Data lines
---

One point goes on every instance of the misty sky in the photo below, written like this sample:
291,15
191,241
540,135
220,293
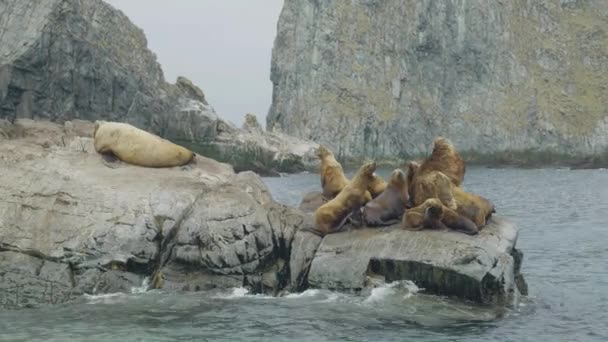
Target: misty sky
223,46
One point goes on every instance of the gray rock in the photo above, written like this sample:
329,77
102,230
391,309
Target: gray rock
303,250
479,268
504,80
69,224
312,201
72,59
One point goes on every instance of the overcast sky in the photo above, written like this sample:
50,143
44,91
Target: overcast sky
223,46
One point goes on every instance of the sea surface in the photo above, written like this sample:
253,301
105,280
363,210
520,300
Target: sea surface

---

What needs to be done:
Reproduce all of the records above verbatim, omitting the pictures.

Solution for this task:
One point goes on every instance of the misty sky in the photo below, written like this sample:
291,15
191,241
540,135
220,293
Target: misty sky
223,46
One point goes on every instance of the gray rock in the photo above, written like this sample:
329,77
102,230
391,309
Target: gray rock
303,250
479,268
504,80
69,224
312,201
72,59
One point goes on every instance of the overcast sky in the photo above, written like this sample:
50,143
44,91
Target: overcast sky
223,46
One point goes on every instance of the sea surface in the photo above, written like this sample:
253,301
105,280
363,210
520,300
Target: sea surface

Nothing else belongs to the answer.